* _Exercise text_:
● ● ●

# Automated Question Answering from FAQs Using Word-Embeddings


#### The basic idea of this project is to automatically retrieve a suitable response to customer questions from FAQs. Often websites have  comprehensive FAQs, but manually searching and finding the answer to a specific question from these FAQs is not trivial. The purpose of this exercise is to answer user queries by automatically retrieving the closest question and answer from predefined FAQs when appropriate. I will be using a dataset of FAQs which I have made myself by searching the most frequently asked question from the Internet.The basic strategy to this will be finding an FAQ question that is closest in meaning to the user query and then it will display to the user. For this, the efficient way of computing the semantic similarity between two sentences is converting each sentence into vectors and then using cosine similarity between the vectors to come up with a distance measure between sentences that indicates how similar they are in meaning and for this I have used various models which is further explained.


In [None]:
import pandas as pd
import nltk
import re
from nltk.stem import WordNetLemmatizer
from nltk.corpus import stopwords

nltk.download('wordnet')
nltk.download('stopwords')

In [None]:
df = pd.read_csv("FAQs.csv");
df.columns=["Questions","Answers"];
df


# Preprocessing

##### Most NLP tasks involve preprocessing.
- Removing all characters that are not alpha numeric
- Removing stopwords - commonly used words such as 'a', 'to', 'in' and so on.. that do not contribute to the semantic similarity between two sentences.
##### We apply this to both the FAQ questions and the user query sentence.

In [19]:
wordnet=WordNetLemmatizer()
from gensim.parsing.preprocessing import remove_stopwords

def preprocess(ab):
  ab = re.sub('[^a-zA-Z]', ' ', ab)
  ab = ab.lower()              
  return ab

questions=[]
for i in range(0, len(df)):
  ab = preprocess(df['Questions'][i])
  questions.append(ab)
print(questions);
sentence_words = [[word for word in document.split()]
                    for document in questions]

print()
#sentences = nltk.sent_tokenize(paragraph)
#lemmatizer = WordNetLemmatizer()

● ● ●

* _Data supplied_:
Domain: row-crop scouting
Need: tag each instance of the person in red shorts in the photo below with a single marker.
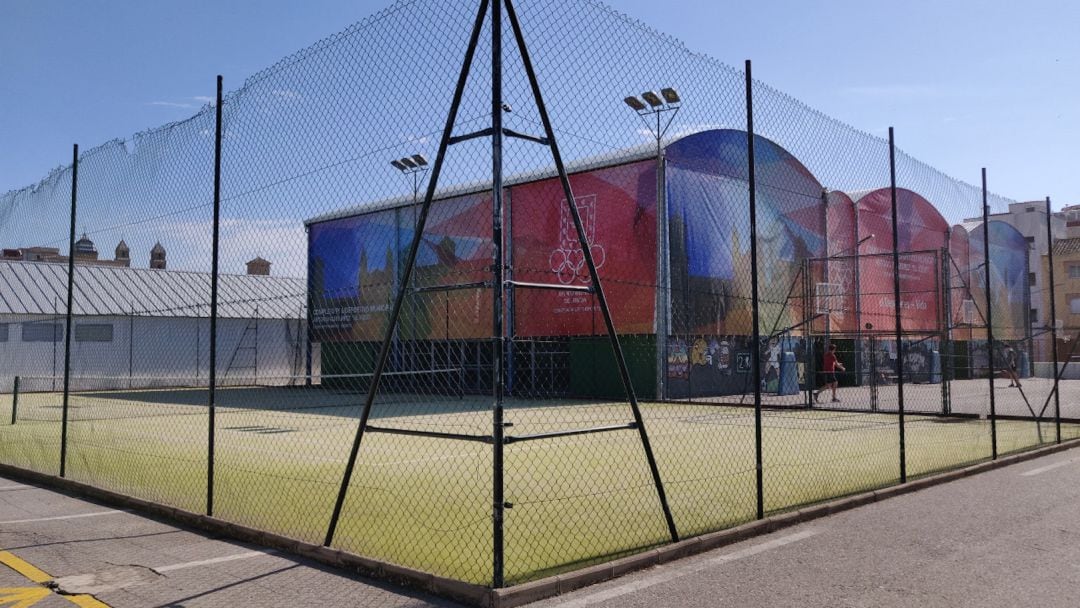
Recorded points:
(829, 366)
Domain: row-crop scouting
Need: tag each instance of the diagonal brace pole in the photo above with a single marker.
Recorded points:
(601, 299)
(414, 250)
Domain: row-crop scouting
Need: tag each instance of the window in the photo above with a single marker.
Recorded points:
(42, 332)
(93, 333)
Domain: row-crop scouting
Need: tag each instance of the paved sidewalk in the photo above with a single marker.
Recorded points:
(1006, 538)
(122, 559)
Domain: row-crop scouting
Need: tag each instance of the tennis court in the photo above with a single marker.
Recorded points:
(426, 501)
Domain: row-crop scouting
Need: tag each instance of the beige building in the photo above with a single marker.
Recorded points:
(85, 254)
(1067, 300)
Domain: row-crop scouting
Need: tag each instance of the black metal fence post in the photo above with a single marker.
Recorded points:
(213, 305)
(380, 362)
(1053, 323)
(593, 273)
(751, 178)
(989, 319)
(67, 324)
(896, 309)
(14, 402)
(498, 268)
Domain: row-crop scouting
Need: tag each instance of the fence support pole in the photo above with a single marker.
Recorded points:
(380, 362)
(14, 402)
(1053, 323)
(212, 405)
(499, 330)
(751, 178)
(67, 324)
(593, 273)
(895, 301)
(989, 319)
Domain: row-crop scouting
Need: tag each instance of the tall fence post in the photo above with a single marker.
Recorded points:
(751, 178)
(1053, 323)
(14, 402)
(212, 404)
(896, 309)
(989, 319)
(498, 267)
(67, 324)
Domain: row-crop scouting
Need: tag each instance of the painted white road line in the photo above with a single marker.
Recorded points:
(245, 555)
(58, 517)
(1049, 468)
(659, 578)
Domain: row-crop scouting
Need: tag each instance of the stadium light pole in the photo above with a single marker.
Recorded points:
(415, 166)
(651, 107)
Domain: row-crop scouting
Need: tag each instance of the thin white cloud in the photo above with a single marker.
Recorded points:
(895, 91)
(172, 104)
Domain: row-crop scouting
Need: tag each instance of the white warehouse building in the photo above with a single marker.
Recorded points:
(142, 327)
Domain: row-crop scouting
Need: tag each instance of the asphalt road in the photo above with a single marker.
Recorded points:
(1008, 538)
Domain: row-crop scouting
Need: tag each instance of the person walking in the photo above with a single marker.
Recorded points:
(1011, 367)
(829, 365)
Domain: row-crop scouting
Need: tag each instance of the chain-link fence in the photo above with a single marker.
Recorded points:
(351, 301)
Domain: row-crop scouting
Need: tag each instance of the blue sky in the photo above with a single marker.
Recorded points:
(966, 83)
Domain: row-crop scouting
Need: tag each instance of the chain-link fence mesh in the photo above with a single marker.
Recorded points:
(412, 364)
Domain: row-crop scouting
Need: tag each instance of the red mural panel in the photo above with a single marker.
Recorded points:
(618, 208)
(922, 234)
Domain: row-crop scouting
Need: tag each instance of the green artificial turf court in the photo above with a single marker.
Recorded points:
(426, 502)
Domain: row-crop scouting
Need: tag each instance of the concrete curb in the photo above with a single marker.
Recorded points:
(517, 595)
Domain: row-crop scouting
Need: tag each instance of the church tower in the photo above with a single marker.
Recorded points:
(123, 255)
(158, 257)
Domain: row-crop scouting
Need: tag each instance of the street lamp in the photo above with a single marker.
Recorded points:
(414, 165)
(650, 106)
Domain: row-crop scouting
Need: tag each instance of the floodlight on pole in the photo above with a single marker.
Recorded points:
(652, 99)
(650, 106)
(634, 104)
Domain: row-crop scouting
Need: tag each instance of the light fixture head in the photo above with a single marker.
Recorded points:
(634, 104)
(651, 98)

● ● ●

* _What you need to do_:
**A.** Could you change "user query sentence" to "incoming query" in the FAQ-retrieval text and write that passage out again, beginning at the words "# Preprocessing" and stopping after "user query sentence."?
**B.** How would the FAQ-retrieval text go on after its last line? Write the continuation.
The items are separate material, apart from the FAQ-retrieval text.

* _Responses_:
**A.**
# Preprocessing

##### Most NLP tasks involve preprocessing.
- Removing all characters that are not alpha numeric
- Removing stopwords - commonly used words such as 'a', 'to', 'in' and so on.. that do not contribute to the semantic similarity between two sentences.
##### We apply this to both the FAQ questions and the incoming query.

**B.**
#for i in range(len(sentences)):
    #words = nltk.word_tokenize(sentences[i])
    #words = [lemmatizer.lemmatize(word) for word in words if word not in set(stopwords.words('english'))]
    #sentences[i] = ' '.join(words)  
    
def preprocess_without_stopwords(ab):
  corpus=[]
  ab = re.sub('[^a-zA-Z]', ' ', ab)
  ab = ab.lower()
  ab = remove_stopwords(ab)
  return ab

cleaned_sentences=[]
for i in range(0, len(df)):
  ab = preprocess_without_stopwords(df['Questions'][i])
  cleaned_sentences.append(ab) 
print(cleaned_sentences);   
 


 

['what does the job hunting experience look like  ', 'what are the most valuable skills for a data scientist ', 'what is the average salary of a data scientist ', 'what are the top algorithms that every data scientist should have in his her toolbox ', 'how to prepare for a data science interview ', 'any insights you can offer about the ds job market   ', 'do employers look for an advanced ml degree  ', 'how does a typical day of a data scientist look like ', 'do i need to prepare algorithms and data structures for a data science interview   ', 'what are the benefits of a data science certification ', 'should i participate in hackathons  will that help me in getting a job ', 'do i need to know statistics in order to land a data science role ', 'what are the career opportunities in data science ', 'what are the most common mistakes data science enthusiasts make in an interview ', 'what s the impact of covid on hiring for ds roles ', 'what skills and qualities do employers look for in a d

## Bag of words Model

#### The first model I am using for semantic similarity is  Bag of Words (BOW). With BOW, each sentence is encoded into a vector whose length is the number of words in the vocabulary. Each element of the vector indicates how many times the particular word occurs in the sentence. An example is shown below by printing the dictionary and the FAQ questions in the BOW sparse format. The vector representation is also called "Embedding".

In [28]:

from gensim import corpora

dictionary = corpora.Dictionary(sentence_words)
for key, value in dictionary.items():
    print(key, ' : ', value)

import pprint
bow_corpus = [dictionary.doc2bow(text) for text in sentence_words]
for sent,embedding in zip(questions,bow_corpus):
    print(sent)
    print(embedding)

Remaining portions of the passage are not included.